Brano da leggere -
____________________

PREFAZIONE

La Sconosciuta: alter ego o molto di più?

 

In testa all’opera di narrativa (solo per esigenze classificatorie) della nuova fatica letteraria della Infante, si legge una dedica molto peculiare: All’amore nobile / puro / ignorante, / inconsapevole / che esistano / anime da lasciare andare.
Bene: l’esergo esprime e sintetizza – senza svelarli ovviamente – i contenuti fondanti de La Sconosciuta (questo l’appropriato titolo dell’opera in questione).
Non di meno, bensì intensificando il proprio pensiero, l’Autrice – in premessa – ci racconta in che modo le si è rivelata l’ignota e misteriosa figura: era in attesa… del treno ad alta velocità […] Per ingannare i minuti, cominciai a immaginare chi fossero o quali storie quei cappotti (all’apparenza tutti uguali) si trascinassero addosso […] Poi giunsero ‘loro’ […] Lei, una pochette amaranto in una mano […] Lui una ventiquattr’ore che lo appesantiva da un lato […] Capii che era giunto il momento dei saluti e avrei dovuto girare lo sguardo per discrezione. Non lo feci, nonostante mi sentissi un’intrusa. […] Quando il treno partì […] La vidi dirigersi verso me […] Sedette al mio fianco […] Restai in ascolto del suo patimento. Stava soffrendo. Lo percepivo chiaramente […] L’altoparlante annunciò l’arrivo del Milano-Lecce […] Lei restò. Sempre immobile. […] Avrei voluto voltarmi […] Ognuna di noi due avrebbe ripreso la sua strada. Finì così… iniziò così. Nacque in me La Sconosciuta.

____________________

Estratti dal dataset di puntamento
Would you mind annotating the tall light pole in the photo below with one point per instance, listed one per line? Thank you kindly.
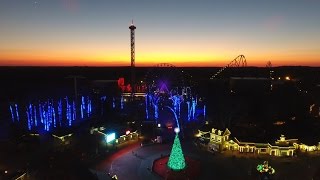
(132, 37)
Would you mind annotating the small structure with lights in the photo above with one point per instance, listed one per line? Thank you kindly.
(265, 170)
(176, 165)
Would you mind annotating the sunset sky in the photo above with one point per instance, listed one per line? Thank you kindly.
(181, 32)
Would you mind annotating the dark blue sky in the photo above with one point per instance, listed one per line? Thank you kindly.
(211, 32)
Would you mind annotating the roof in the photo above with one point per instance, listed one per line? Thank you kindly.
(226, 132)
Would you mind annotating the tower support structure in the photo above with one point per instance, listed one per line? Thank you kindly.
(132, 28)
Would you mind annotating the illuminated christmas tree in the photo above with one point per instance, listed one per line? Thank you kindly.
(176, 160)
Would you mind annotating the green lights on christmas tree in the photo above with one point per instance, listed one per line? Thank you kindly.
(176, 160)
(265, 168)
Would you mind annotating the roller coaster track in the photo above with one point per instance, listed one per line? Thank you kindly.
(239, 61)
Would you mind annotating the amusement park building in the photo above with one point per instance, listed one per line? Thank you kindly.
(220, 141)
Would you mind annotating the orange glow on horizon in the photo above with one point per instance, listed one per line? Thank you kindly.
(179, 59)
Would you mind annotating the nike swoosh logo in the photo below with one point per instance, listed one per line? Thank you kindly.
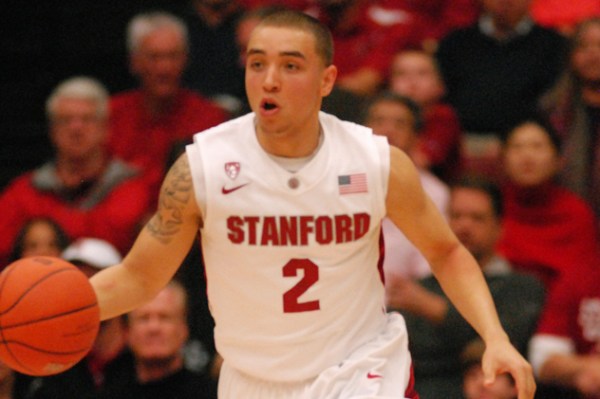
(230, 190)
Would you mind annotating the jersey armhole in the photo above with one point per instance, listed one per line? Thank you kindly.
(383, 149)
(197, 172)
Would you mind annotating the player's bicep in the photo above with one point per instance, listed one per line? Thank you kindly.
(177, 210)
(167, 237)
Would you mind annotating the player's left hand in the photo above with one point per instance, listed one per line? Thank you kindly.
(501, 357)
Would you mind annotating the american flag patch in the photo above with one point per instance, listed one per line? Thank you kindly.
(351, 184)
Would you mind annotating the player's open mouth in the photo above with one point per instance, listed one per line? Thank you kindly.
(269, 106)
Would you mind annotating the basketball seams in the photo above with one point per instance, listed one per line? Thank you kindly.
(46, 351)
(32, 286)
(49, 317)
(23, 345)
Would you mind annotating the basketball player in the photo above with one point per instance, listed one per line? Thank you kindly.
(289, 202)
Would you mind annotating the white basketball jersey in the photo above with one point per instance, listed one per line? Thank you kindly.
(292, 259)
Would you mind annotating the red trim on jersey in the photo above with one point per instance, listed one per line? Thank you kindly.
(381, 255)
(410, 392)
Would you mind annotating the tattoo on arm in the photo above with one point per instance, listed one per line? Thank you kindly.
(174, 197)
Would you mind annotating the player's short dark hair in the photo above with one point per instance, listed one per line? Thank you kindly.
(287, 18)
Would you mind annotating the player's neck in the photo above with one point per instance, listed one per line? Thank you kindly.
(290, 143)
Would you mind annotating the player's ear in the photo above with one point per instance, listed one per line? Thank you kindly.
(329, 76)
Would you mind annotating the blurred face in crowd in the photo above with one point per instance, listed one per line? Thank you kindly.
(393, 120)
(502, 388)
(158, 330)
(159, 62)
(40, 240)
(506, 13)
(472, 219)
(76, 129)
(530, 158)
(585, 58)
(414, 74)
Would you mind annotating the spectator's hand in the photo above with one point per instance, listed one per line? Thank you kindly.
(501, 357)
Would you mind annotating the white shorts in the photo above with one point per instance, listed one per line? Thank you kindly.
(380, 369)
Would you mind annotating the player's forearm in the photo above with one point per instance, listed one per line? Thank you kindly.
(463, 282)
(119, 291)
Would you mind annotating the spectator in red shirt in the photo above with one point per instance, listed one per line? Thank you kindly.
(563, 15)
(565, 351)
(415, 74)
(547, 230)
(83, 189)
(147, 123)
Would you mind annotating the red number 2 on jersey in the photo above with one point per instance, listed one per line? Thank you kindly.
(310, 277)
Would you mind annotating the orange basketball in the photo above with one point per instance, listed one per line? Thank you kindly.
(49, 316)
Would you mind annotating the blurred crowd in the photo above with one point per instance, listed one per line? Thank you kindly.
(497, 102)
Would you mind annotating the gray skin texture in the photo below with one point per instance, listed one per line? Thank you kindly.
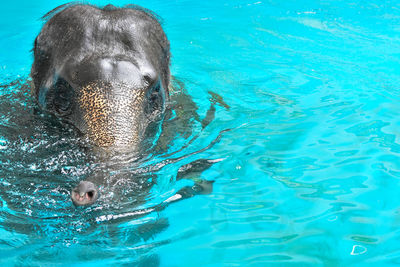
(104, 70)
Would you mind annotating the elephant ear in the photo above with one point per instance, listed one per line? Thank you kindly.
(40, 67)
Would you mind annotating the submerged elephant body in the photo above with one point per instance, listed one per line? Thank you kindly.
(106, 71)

____________________

Consegna - Per favore, indica se ciascuna affermazione concorda con la prefazione, rispondendo sì o no e citando le parole esatte della prefazione che lo stabiliscono. (a) L'Autrice era in attesa di un treno ad alta velocità. (b) Al momento dei saluti l'Autrice girò lo sguardo per discrezione. (c) Dopo l'annuncio del Milano-Lecce, la donna si alzò e se ne andò.

La risposta -
(a) Sì: «del treno ad alta velocità».
(b) No: «Non lo feci, nonostante mi sentissi un’intrusa.»
(c) No: «Lei restò. Sempre immobile.»